What to work on:
A faithful transcription of all the data is required.

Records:
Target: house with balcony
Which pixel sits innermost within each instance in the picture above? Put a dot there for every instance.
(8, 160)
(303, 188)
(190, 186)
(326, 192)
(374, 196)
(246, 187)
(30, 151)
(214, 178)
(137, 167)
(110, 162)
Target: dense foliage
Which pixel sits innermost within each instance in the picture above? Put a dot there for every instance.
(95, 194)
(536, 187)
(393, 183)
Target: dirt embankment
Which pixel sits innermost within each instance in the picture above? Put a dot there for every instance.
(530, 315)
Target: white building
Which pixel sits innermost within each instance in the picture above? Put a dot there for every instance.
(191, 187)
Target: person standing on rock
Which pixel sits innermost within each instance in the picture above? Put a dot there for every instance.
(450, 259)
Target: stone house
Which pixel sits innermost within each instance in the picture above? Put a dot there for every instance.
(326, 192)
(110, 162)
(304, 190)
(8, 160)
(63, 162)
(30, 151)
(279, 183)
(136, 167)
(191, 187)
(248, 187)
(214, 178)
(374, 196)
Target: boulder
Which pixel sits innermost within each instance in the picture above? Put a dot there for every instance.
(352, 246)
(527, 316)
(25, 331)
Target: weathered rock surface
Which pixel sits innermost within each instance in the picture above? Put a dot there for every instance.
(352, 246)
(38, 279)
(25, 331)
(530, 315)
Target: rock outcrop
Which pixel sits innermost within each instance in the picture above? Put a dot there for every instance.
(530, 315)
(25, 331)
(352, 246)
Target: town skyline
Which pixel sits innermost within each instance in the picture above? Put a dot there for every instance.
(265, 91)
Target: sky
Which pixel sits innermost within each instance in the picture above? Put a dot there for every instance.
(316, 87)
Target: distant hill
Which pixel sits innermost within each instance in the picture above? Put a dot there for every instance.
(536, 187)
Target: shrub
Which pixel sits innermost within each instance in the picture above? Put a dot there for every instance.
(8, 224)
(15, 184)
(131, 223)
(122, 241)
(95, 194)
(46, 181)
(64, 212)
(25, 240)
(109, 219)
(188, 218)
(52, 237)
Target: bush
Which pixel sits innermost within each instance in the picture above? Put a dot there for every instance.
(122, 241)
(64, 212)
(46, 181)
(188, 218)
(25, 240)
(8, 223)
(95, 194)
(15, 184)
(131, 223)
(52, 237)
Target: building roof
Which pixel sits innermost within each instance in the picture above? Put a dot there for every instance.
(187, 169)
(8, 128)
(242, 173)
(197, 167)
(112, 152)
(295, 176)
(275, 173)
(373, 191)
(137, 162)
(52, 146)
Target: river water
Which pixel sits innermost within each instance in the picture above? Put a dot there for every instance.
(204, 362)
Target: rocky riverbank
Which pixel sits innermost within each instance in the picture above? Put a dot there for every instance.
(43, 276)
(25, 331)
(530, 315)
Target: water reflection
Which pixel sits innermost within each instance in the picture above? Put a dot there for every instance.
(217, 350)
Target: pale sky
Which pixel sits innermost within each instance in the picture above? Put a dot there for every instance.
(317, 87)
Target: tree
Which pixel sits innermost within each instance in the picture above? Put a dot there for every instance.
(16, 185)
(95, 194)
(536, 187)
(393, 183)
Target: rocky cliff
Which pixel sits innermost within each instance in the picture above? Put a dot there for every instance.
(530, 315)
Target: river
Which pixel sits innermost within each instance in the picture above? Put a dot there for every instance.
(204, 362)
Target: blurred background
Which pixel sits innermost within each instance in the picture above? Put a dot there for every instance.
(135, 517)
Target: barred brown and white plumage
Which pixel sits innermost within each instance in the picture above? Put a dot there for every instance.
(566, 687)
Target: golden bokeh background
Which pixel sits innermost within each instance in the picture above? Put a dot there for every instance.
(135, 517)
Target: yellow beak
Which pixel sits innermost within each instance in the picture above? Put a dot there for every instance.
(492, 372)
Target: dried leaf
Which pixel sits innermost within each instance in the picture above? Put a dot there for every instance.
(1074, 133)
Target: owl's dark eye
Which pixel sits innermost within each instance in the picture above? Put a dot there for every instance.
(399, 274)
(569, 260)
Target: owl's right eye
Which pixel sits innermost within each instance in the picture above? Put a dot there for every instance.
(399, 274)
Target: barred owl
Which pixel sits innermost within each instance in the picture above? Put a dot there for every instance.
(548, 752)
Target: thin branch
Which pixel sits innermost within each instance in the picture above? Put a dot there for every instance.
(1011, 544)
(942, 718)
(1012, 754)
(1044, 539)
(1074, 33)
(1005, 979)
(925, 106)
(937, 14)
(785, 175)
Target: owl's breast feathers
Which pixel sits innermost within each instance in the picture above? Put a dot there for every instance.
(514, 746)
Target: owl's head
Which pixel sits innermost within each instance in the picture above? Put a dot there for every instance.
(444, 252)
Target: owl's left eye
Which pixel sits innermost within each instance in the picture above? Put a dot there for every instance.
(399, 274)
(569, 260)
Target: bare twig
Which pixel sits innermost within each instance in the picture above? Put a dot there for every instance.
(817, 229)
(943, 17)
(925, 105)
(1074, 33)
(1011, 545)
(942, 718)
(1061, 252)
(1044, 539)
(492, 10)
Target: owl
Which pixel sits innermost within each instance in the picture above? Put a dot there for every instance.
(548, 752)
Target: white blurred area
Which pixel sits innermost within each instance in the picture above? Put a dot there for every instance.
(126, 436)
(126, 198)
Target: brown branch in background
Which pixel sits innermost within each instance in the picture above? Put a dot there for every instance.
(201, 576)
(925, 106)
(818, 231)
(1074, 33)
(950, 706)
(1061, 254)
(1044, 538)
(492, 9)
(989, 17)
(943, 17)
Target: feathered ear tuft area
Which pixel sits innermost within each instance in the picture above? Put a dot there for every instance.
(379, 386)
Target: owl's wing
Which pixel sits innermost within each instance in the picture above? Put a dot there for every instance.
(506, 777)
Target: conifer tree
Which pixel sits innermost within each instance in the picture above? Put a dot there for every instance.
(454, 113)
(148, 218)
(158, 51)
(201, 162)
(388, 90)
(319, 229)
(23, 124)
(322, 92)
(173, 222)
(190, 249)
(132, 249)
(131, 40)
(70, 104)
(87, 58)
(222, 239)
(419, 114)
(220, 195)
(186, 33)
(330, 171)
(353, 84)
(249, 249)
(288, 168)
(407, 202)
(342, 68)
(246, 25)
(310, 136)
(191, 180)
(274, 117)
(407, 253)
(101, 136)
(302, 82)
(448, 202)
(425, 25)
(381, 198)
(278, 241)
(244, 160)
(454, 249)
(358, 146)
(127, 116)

Task response:
Target: house with balcony
Which pixel sits innermost within each instance in the picture above? Put a dot there for every instance.
(8, 160)
(303, 188)
(190, 186)
(326, 192)
(374, 196)
(246, 187)
(30, 151)
(214, 178)
(137, 167)
(110, 162)
Target: dense foliage
Which pixel sits innermost within each instance in the picture above? Put a dot there for every instance.
(95, 194)
(536, 187)
(393, 183)
Target: dirt embankment
Which pixel sits innermost within each instance in the picture above? Put a dot there for every instance.
(530, 315)
Target: white building
Which pixel sits innermost within each instance in the picture above? Put a dot there for every instance.
(191, 187)
Target: person standing on rock
Which pixel sits innermost within each instance in the picture above? Put a dot there for every instance.
(450, 259)
Target: stone house
Which pixel sits innermost within each instance in the picture above? Put a dot there for every instance.
(326, 192)
(110, 162)
(304, 190)
(8, 160)
(63, 162)
(30, 151)
(279, 183)
(136, 167)
(191, 187)
(248, 187)
(214, 178)
(374, 196)
Target: boulder
Which pixel sits innermost within each instance in the picture above? Put a dot there for every instance.
(352, 246)
(527, 316)
(25, 331)
Target: weathered rock surface
Which pixel sits innermost within each instance in the picture above? Put a dot there for every instance.
(352, 246)
(38, 279)
(25, 331)
(530, 315)
Target: rock outcrop
Which pixel sits innermost within each instance in the picture above? Put a dot there for every instance.
(530, 315)
(25, 331)
(352, 246)
Target: town skyline
Which pixel sits innermost within each instance in the picture above? Put a dot there for every instance.
(265, 91)
Target: sky
Which pixel sits innermost within each instance in the picture above? Put a dot there for every instance.
(316, 87)
Target: distant hill
Which pixel sits innermost within each instance in the picture above? Put a dot there for every instance.
(536, 187)
Target: shrub
Which pixel sits innermost within each instance in the picture above? Put a dot there for every instance.
(8, 224)
(15, 184)
(131, 223)
(122, 241)
(95, 194)
(46, 181)
(64, 212)
(25, 240)
(109, 219)
(188, 218)
(52, 237)
Target: bush
Which pixel sits innermost within each instance in the picture above? Put a dot there for every instance.
(122, 241)
(64, 212)
(46, 181)
(188, 218)
(25, 240)
(8, 223)
(95, 194)
(15, 184)
(131, 223)
(52, 237)
Target: building roof
Which pixel sits innermost within each instance in the picture above? Put a dot there for every instance.
(187, 169)
(8, 128)
(242, 173)
(197, 167)
(112, 152)
(295, 176)
(275, 173)
(373, 191)
(137, 162)
(52, 146)
Target: river water
Which pixel sits innermost within each instance in the picture above? Put a dot there for every instance.
(204, 362)
Target: rocky riverbank
Which pixel sits innermost within each instance in the picture above? Put a dot there for every instance.
(43, 276)
(25, 331)
(530, 315)
Target: water reflection
Which pixel sits innermost within each instance in the picture above? Put a dot there for every instance.
(217, 350)
Target: pale sky
Which pixel sits innermost within each instance in the picture above? Put a dot there for every instance.
(317, 87)
Target: tree
Which pixel sits innermost within each instance in the picture above? Put a dot there for every instance.
(16, 185)
(95, 194)
(536, 187)
(393, 183)
Target: rocky cliff
Which pixel sits innermost within each instance in the picture above? Put a dot there for every instance.
(530, 315)
Target: river
Which pixel sits innermost within each instance in the picture above? Put a dot there for every instance.
(204, 362)
Target: blurred background
Which pixel sits innermost within each instance in the picture above? Put a dot there for every instance.
(135, 517)
Target: barred brown and white plumage
Which pixel sits innermost within each instance in the picture above? Put a dot there for every instance.
(566, 687)
Target: golden bokeh background
Which pixel sits innermost within each instance in the picture above? Put a dot there for every instance.
(135, 517)
Target: yellow beak
Which pixel sits innermost within each instance in the picture above? Put a dot there for every instance.
(492, 372)
Target: dried leaf
Which pixel sits innermost within each instance in the picture above? Put a dot there for every instance.
(1074, 133)
Target: owl's dark eye
Which pixel sits innermost within each instance in the picture above? Put a dot there for every instance.
(399, 274)
(569, 260)
Target: owl's right eye
Which pixel sits innermost within each instance in the picture above? Put a dot there for every instance.
(399, 274)
Target: barred owl
Which pixel sits innermost within each instance in the picture above? Put a dot there for every instance.
(548, 752)
Target: thin branch
Which pixel sits innermost within each instance in the picture above? Put a dot there for every instance.
(1011, 544)
(942, 718)
(1012, 754)
(1044, 539)
(1074, 33)
(1005, 979)
(925, 106)
(937, 14)
(785, 175)
Target: owl's breast feathers
Which pixel sits innermost within each instance in the picture above? Put a dot there for every instance.
(514, 746)
Target: owl's head
Which pixel sits innermost within each instance in the picture above? Put a dot there for every instance.
(444, 252)
Target: owl's left eye
Which pixel sits innermost within each instance in the picture above? Put a dot there for every instance.
(399, 274)
(569, 260)
Target: bare twig
Which pixel sits innermost within each instance in the picture above? Put a dot there for every instance.
(817, 229)
(943, 17)
(925, 105)
(1074, 33)
(1011, 545)
(942, 718)
(1061, 252)
(1044, 539)
(492, 10)
Target: owl
Which pixel sits innermost within each instance in the picture above? Put a dot there for every instance.
(548, 752)
Target: white blurred area
Which pixel sits innermost within each instance in the picture above? Put a dot there for every instance.
(126, 436)
(126, 198)
Target: brown branch in background
Which pixel sits innermost within each instance in the picture above? Put a dot there for every instance.
(201, 576)
(925, 106)
(818, 231)
(1074, 33)
(950, 706)
(1061, 254)
(1044, 538)
(492, 9)
(989, 17)
(943, 17)
Target: feathered ear tuft area
Which pixel sits innermost within each instance in the picture above? Put a dot there for every instance.
(379, 386)
Target: owl's wing
Which pixel sits innermost within each instance in the picture above? Put a dot there for every instance.
(506, 777)
Target: conifer tree
Which pixel sits innermost within each instance in the picture above? Put a dot there for every instance.
(454, 113)
(148, 218)
(158, 51)
(201, 162)
(388, 90)
(319, 229)
(23, 124)
(322, 92)
(173, 222)
(190, 249)
(132, 249)
(131, 40)
(70, 104)
(87, 58)
(222, 239)
(419, 114)
(220, 195)
(186, 33)
(330, 171)
(353, 84)
(249, 249)
(288, 168)
(407, 202)
(342, 68)
(246, 25)
(310, 136)
(191, 180)
(274, 117)
(407, 253)
(101, 136)
(302, 82)
(448, 202)
(425, 25)
(381, 198)
(278, 241)
(244, 160)
(454, 249)
(358, 146)
(127, 116)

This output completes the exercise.